**Job**
State how many lines of the listing below contain the string "item". Give only the number.

(Stored data)
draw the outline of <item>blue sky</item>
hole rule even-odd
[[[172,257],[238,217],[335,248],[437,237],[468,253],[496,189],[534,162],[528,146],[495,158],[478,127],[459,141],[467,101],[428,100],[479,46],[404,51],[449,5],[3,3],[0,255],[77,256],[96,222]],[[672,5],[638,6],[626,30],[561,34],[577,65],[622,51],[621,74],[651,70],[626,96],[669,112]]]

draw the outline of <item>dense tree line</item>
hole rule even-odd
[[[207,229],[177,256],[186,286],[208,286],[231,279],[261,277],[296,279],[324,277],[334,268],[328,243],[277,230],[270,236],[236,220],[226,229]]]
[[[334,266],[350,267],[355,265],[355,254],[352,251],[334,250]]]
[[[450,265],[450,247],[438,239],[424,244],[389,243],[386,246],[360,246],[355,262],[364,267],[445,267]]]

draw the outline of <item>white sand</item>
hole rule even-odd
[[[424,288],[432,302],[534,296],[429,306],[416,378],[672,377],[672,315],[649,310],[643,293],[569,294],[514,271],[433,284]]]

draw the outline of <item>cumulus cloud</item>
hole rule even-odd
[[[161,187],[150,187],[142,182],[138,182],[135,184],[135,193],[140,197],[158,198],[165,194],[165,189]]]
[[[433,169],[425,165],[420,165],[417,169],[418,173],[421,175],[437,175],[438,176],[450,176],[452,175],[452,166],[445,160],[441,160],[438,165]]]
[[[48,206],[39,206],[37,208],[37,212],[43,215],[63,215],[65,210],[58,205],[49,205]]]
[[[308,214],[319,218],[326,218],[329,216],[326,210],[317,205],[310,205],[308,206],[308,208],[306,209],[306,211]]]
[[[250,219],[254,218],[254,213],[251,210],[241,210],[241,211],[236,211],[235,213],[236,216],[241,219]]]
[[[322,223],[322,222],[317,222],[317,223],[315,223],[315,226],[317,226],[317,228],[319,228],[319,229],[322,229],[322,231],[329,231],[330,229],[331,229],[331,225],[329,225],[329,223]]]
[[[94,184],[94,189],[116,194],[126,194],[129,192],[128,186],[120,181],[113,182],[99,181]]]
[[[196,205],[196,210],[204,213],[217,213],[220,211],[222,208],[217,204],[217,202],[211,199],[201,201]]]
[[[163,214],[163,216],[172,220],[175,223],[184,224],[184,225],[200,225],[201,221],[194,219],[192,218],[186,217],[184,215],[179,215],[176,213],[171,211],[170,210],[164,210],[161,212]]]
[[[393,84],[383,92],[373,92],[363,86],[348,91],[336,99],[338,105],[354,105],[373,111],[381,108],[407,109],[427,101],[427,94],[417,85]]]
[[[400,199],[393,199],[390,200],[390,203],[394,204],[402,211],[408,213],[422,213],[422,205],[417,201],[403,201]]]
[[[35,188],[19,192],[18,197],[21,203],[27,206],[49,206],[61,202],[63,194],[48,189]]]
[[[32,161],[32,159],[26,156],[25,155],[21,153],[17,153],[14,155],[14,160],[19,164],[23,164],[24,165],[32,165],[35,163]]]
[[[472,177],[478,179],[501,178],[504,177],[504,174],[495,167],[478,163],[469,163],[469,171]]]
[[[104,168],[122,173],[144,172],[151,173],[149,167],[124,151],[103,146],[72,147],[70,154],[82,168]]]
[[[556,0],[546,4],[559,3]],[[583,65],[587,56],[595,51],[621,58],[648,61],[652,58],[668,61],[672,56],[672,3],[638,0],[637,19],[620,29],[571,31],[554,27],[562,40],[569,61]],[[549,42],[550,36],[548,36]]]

**Full output**
4